--- ASSIGNMENT ---
Print each entry precisely; exclude the pictures.

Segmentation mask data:
++++++

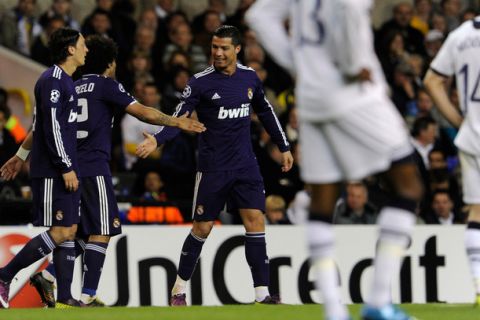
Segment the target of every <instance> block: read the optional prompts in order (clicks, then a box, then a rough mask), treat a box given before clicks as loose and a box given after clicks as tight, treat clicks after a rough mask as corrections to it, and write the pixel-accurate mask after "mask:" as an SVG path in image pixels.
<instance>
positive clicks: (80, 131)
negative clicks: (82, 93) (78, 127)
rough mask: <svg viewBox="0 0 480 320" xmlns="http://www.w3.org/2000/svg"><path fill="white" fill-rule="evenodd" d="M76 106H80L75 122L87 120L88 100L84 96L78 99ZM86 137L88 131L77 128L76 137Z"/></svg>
mask: <svg viewBox="0 0 480 320" xmlns="http://www.w3.org/2000/svg"><path fill="white" fill-rule="evenodd" d="M78 106H79V107H80V112H79V113H78V116H77V123H80V122H84V121H87V120H88V101H87V99H85V98H79V99H78ZM86 137H88V131H86V130H78V131H77V139H85V138H86Z"/></svg>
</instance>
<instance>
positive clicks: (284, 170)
mask: <svg viewBox="0 0 480 320" xmlns="http://www.w3.org/2000/svg"><path fill="white" fill-rule="evenodd" d="M292 166H293V156H292V153H291V152H290V151H287V152H283V153H282V172H287V171H290V169H292Z"/></svg>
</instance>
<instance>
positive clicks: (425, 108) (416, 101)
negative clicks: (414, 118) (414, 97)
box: [416, 88, 433, 118]
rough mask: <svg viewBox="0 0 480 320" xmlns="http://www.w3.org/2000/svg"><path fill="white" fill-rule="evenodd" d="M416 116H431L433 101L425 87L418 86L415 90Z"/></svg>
mask: <svg viewBox="0 0 480 320" xmlns="http://www.w3.org/2000/svg"><path fill="white" fill-rule="evenodd" d="M416 106H417V114H416V117H417V118H421V117H428V116H431V112H432V109H433V101H432V98H431V97H430V95H429V94H428V93H427V91H425V89H423V88H420V89H418V91H417V101H416Z"/></svg>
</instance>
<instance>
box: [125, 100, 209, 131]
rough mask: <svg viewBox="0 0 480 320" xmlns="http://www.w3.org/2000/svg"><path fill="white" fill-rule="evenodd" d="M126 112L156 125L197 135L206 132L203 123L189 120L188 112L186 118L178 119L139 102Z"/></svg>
mask: <svg viewBox="0 0 480 320" xmlns="http://www.w3.org/2000/svg"><path fill="white" fill-rule="evenodd" d="M126 111H127V113H129V114H131V115H132V116H134V117H135V118H137V119H139V120H140V121H143V122H147V123H150V124H154V125H159V126H167V127H177V128H179V129H181V130H186V131H190V132H196V133H200V132H203V131H205V130H206V129H205V126H204V125H203V123H200V122H198V121H196V120H193V119H190V118H188V115H189V113H188V112H186V114H185V116H182V117H178V118H177V117H172V116H169V115H166V114H165V113H163V112H161V111H159V110H157V109H155V108H151V107H147V106H144V105H142V104H140V103H138V102H135V103H132V104H130V105H129V106H128V107H127V108H126Z"/></svg>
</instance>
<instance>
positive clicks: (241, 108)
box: [218, 103, 250, 119]
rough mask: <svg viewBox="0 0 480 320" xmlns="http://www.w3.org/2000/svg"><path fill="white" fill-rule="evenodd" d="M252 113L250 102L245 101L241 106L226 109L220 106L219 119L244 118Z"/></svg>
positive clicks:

++++++

--- RESPONSE ---
Segment the target of every <instance> block: read the optional prompts in order (clicks, then a box, then a rough mask), treat a box given before clicks as loose and a box given after clicks as tight, treat clicks after a rough mask as corrections to it, and write the pixel-accurate mask after "mask:" as an SVG path in image pixels.
<instance>
positive clicks: (80, 131)
negative clicks: (82, 93) (78, 127)
rough mask: <svg viewBox="0 0 480 320" xmlns="http://www.w3.org/2000/svg"><path fill="white" fill-rule="evenodd" d="M76 106H80L75 122L87 120L88 100L84 96L78 99ZM86 137L88 131L77 128L76 137Z"/></svg>
mask: <svg viewBox="0 0 480 320" xmlns="http://www.w3.org/2000/svg"><path fill="white" fill-rule="evenodd" d="M78 106H79V107H80V112H79V113H78V116H77V123H80V122H84V121H87V120H88V101H87V99H85V98H79V99H78ZM86 137H88V131H86V130H78V131H77V139H85V138H86Z"/></svg>
</instance>
<instance>
positive clicks: (284, 170)
mask: <svg viewBox="0 0 480 320" xmlns="http://www.w3.org/2000/svg"><path fill="white" fill-rule="evenodd" d="M292 166H293V156H292V153H291V152H290V151H287V152H283V153H282V172H287V171H290V169H292Z"/></svg>
</instance>
<instance>
positive clicks: (425, 108) (416, 101)
negative clicks: (414, 118) (414, 97)
box: [416, 88, 433, 118]
rough mask: <svg viewBox="0 0 480 320" xmlns="http://www.w3.org/2000/svg"><path fill="white" fill-rule="evenodd" d="M416 116H431L433 101L425 87L418 86L415 90Z"/></svg>
mask: <svg viewBox="0 0 480 320" xmlns="http://www.w3.org/2000/svg"><path fill="white" fill-rule="evenodd" d="M416 106H417V114H416V117H417V118H421V117H428V116H431V112H432V109H433V101H432V98H431V97H430V95H429V94H428V93H427V91H425V89H423V88H420V89H418V91H417V101H416Z"/></svg>
</instance>
<instance>
box: [125, 100, 209, 131]
rough mask: <svg viewBox="0 0 480 320" xmlns="http://www.w3.org/2000/svg"><path fill="white" fill-rule="evenodd" d="M126 112L156 125L197 135L206 132L203 123L189 120L188 112L186 118L178 119L139 102Z"/></svg>
mask: <svg viewBox="0 0 480 320" xmlns="http://www.w3.org/2000/svg"><path fill="white" fill-rule="evenodd" d="M126 111H127V113H129V114H131V115H132V116H134V117H135V118H137V119H139V120H140V121H143V122H147V123H150V124H154V125H159V126H167V127H177V128H179V129H181V130H186V131H190V132H196V133H200V132H203V131H205V130H206V129H205V126H204V125H203V123H200V122H198V121H196V120H193V119H190V118H188V115H189V113H188V112H186V114H185V116H182V117H178V118H177V117H172V116H169V115H166V114H165V113H163V112H161V111H159V110H157V109H155V108H151V107H147V106H144V105H142V104H140V103H138V102H135V103H132V104H130V105H129V106H128V107H127V108H126Z"/></svg>
</instance>
<instance>
positive clicks: (241, 108)
box: [218, 103, 250, 119]
rough mask: <svg viewBox="0 0 480 320" xmlns="http://www.w3.org/2000/svg"><path fill="white" fill-rule="evenodd" d="M252 113L250 102L245 101L241 106L226 109L220 106L219 119L244 118Z"/></svg>
positive clicks:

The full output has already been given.